### Data to process ###

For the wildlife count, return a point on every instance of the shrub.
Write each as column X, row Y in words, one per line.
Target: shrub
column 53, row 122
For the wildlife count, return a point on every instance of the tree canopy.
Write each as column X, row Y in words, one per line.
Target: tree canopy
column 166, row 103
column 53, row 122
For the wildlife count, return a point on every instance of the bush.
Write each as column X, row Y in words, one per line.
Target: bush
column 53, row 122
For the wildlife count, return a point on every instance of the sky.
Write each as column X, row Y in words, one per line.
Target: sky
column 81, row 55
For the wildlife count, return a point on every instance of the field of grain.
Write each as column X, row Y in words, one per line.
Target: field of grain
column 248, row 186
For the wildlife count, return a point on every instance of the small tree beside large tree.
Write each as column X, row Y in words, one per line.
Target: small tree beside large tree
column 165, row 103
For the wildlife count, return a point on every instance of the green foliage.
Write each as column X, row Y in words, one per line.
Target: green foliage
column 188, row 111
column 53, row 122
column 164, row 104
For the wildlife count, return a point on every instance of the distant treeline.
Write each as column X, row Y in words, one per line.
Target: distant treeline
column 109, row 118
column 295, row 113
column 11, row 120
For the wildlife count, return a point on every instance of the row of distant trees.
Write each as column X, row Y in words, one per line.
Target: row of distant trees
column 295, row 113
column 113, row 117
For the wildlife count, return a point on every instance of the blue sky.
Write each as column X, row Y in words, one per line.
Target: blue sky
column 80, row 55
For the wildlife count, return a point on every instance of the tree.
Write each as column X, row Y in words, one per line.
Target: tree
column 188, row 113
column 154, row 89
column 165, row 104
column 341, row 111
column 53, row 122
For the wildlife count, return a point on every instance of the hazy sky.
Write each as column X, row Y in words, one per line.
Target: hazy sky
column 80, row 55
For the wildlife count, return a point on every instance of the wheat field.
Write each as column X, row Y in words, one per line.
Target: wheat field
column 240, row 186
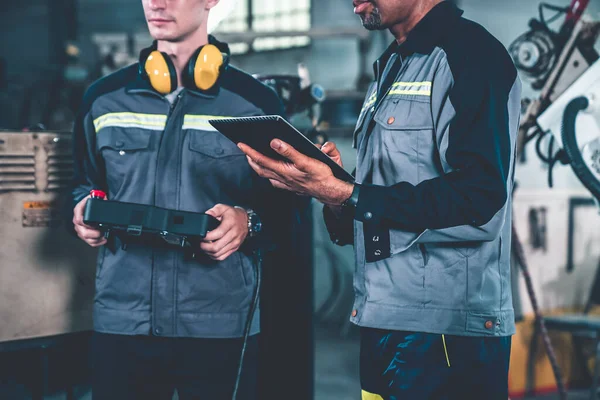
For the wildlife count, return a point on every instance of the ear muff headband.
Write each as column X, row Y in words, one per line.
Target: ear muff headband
column 205, row 67
column 160, row 71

###

Directions for this task>
Quote the material above exactly, from the line holding "the distant treeline." through its last line, including both. Omit the pictures.

Task response>
For the wildlife count, return a point on every instance of the distant treeline.
Write each as column X, row Y in words, one per line.
Target: distant treeline
column 109, row 118
column 295, row 113
column 11, row 120
For the wildlife count, return a point on every instance of the row of distant trees.
Write each as column X, row Y in words, one per line.
Target: row of distant trees
column 295, row 113
column 113, row 117
For the wildlife count, return a point on every instance of the blue sky.
Write each as column X, row Y in words, one per line.
Target: blue sky
column 80, row 55
For the wildlife count, return a point on every instance of the tree.
Write each as column X, row Y in words, one per line.
Target: tree
column 188, row 113
column 154, row 89
column 165, row 104
column 341, row 111
column 53, row 122
For the wildlife count, return a point on every instance of the hazy sky.
Write each as column X, row Y in words, one per line.
Target: hazy sky
column 80, row 55
For the wildlife count, return a point on every instance of the wheat field.
Write each as column X, row Y in words, one per line.
Target: wheat field
column 240, row 186
For the wildlife count, return a point on every instance of the ear muff headband.
Write each as column X, row Y in words, one per line.
Target: ear muff headband
column 205, row 67
column 160, row 71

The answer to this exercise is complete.